- [Text section]:

Today, the Ways and Means Oversight Subcommittee, chaired by Rep. Peter Roskam (R-IL), held a hearing on the source of funding for the cost sharing reduction (CSR) program — a key part of Obamacare. It followed the release of a joint Ways and Means and Energy and Commerce Committees report unveiling new details about the Obama Administration’s decision to violate the Constitution, circumvent appropriations law, and obstruct a congressional investigation.
After 18 months of investigating the Administration’s actions — and the Administration’s deliberate stonewalling of our requests for information without any legal justification — Ways and Means Committee Members publicly questioned high-level executive branch officials about how, when, why, and by whom the decision was made to send billions of taxpayer dollars to insurance companies under the CSR program without a constitutionally-required appropriation from Congress.
As Ways and Means Committee Chairman Kevin Brady (R-TX) said at the start of the hearing:
“We are here today to fulfill our constitutional responsibility to conduct oversight, and reinforce that Congress – not the White House – holds the power of the purse.”
Chronicling what was uncovered in the report about the Administration’s decision-making process, Chairman Roskam said:
“Administration officials who constructed this plan and moved ahead with it chose to fund the CSR payments from money that Congress designated for other programs. In other words, all of those individuals chose to hijack Congress’s power of the purse and make those payments in violation of the Constitution and federal criminal law. To this day, they have made more than $7 billon in CSR payments without congressional authorization.”

- [Information given]:
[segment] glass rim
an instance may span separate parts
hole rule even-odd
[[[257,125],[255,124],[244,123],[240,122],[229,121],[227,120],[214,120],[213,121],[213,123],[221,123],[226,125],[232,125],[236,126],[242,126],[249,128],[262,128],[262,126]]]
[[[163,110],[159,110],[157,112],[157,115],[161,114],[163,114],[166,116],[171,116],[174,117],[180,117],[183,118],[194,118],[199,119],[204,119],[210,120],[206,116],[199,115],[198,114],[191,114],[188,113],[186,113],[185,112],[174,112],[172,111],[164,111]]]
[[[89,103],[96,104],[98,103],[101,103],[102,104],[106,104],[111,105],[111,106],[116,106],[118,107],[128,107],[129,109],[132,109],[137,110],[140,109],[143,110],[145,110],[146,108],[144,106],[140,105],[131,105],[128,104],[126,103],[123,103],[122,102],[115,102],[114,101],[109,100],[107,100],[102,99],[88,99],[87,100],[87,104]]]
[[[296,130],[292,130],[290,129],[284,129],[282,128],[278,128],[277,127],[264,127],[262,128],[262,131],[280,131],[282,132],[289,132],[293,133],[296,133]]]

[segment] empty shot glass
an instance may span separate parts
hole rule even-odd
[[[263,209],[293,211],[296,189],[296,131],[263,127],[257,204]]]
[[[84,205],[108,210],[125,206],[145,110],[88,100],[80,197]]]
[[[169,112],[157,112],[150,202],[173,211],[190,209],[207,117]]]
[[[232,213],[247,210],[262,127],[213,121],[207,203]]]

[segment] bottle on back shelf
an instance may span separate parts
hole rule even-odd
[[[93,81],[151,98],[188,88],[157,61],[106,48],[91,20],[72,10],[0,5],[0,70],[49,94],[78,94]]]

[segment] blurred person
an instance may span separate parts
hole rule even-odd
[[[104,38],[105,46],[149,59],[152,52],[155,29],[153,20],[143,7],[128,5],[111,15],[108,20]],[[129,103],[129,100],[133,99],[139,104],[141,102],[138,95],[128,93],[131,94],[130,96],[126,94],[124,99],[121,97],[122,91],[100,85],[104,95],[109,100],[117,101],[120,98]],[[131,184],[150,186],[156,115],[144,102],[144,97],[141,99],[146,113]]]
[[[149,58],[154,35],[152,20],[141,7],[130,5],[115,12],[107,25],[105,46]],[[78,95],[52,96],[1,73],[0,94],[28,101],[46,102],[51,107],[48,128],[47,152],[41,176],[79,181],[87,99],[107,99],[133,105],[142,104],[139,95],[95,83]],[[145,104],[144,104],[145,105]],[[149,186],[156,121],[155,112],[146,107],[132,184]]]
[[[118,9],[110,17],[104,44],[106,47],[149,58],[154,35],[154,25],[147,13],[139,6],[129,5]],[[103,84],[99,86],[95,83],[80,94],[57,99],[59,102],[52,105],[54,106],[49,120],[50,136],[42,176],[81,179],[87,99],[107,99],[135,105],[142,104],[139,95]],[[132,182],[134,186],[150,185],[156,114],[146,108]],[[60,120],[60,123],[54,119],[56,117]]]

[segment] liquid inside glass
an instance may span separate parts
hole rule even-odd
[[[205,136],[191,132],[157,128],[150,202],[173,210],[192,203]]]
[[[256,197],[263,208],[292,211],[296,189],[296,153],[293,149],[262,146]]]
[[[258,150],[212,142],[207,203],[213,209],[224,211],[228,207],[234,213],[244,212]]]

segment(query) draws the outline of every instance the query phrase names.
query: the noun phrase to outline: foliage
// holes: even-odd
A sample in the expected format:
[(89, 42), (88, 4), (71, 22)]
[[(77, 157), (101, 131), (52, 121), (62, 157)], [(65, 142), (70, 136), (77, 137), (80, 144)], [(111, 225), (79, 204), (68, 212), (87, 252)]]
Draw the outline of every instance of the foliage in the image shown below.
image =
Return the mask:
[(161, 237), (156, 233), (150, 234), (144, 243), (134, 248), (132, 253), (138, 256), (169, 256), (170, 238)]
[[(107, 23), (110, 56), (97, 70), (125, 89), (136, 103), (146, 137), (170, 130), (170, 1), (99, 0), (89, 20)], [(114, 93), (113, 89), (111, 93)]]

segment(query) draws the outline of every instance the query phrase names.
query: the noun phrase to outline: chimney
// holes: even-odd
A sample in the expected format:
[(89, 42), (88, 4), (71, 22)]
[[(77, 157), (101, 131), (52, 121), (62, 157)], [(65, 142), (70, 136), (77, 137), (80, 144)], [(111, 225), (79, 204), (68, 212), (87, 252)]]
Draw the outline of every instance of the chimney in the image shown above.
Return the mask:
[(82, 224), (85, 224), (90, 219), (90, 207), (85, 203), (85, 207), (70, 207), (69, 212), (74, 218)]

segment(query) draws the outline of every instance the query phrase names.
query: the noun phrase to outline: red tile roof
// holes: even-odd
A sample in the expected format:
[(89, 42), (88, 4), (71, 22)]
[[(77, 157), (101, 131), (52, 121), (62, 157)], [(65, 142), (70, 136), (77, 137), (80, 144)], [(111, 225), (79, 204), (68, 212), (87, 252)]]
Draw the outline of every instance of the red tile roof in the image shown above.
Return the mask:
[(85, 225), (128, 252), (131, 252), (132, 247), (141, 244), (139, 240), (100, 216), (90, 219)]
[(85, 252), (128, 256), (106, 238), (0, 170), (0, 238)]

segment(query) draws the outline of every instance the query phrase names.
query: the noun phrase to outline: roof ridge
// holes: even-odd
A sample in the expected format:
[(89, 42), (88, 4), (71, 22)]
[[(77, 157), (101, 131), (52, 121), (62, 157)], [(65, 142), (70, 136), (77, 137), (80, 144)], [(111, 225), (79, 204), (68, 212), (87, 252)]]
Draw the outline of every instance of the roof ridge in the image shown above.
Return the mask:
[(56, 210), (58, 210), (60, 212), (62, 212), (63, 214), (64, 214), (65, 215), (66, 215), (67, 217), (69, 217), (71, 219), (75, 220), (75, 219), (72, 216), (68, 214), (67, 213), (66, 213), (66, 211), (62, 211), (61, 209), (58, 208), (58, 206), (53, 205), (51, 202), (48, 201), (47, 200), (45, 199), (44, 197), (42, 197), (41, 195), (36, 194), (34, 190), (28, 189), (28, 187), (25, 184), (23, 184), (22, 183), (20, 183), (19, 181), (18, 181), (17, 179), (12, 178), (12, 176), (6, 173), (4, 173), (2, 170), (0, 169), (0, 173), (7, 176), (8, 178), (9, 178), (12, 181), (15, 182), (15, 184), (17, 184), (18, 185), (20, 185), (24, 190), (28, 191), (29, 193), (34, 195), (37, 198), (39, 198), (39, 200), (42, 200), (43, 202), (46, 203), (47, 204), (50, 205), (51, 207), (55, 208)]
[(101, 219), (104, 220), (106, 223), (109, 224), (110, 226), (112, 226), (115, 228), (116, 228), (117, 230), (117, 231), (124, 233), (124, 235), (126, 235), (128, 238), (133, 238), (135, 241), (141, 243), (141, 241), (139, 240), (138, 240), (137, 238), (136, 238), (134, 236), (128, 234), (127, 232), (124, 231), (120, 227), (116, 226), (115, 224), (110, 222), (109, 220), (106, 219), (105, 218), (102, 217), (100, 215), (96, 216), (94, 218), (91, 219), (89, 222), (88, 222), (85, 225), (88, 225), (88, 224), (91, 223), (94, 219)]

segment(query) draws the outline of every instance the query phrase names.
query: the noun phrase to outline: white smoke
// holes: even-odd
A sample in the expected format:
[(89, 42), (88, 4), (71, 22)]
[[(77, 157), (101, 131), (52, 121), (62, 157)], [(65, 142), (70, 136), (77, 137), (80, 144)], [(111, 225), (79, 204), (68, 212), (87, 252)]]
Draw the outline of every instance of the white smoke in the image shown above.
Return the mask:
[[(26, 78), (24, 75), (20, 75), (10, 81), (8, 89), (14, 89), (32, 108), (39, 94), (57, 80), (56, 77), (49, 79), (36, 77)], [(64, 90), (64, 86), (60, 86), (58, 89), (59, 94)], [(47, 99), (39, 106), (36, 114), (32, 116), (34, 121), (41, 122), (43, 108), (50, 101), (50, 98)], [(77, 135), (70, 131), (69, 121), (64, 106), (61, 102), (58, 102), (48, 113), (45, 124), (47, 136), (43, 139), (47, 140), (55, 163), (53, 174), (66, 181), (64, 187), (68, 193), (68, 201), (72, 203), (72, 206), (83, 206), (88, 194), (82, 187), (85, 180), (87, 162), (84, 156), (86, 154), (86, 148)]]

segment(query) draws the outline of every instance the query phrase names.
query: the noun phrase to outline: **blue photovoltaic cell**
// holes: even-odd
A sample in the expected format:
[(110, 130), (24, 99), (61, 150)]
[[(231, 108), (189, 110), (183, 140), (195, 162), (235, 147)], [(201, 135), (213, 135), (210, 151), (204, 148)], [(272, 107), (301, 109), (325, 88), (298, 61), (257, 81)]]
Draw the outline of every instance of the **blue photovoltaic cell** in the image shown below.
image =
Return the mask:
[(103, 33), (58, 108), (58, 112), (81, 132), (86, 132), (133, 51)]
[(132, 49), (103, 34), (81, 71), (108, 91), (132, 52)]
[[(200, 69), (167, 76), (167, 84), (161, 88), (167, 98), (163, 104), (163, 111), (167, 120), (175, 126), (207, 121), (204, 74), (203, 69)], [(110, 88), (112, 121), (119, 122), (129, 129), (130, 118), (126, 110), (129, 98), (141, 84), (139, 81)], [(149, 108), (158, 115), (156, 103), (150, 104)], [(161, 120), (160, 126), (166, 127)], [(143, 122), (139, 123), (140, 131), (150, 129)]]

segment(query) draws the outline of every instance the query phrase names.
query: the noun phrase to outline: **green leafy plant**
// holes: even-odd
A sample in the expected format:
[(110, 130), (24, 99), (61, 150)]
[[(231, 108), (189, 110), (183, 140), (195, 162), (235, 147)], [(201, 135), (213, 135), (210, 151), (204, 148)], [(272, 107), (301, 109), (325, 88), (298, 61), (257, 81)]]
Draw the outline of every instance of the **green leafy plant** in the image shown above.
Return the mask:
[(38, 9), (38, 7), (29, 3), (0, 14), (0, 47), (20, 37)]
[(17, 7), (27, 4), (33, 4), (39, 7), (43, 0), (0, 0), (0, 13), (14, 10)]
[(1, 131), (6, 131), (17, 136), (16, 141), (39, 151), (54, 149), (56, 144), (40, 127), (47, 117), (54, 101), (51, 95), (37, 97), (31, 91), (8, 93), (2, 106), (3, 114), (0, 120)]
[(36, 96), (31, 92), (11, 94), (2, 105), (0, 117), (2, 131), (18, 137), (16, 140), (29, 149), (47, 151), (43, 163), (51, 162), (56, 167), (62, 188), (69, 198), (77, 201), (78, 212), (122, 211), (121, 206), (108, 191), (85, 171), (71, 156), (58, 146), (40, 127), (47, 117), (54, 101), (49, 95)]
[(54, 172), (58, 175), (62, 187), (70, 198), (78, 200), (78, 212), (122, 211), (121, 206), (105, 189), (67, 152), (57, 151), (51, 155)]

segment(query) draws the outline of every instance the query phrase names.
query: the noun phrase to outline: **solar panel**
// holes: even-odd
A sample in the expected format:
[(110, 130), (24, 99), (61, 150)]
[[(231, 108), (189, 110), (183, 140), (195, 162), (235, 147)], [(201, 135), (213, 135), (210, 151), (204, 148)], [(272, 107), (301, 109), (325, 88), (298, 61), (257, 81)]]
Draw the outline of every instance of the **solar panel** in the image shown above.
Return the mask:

- [Work to be completed]: Restate word for word the part of the CSR hearing passage that begins at the words "After 18 months" and stops after the words "appropriation from Congress.". The records are separate material, unrelated to the CSR hearing passage.

- [Exercise result]:
After 18 months of investigating the Administration’s actions — and the Administration’s deliberate stonewalling of our requests for information without any legal justification — Ways and Means Committee Members publicly questioned high-level executive branch officials about how, when, why, and by whom the decision was made to send billions of taxpayer dollars to insurance companies under the CSR program without a constitutionally-required appropriation from Congress.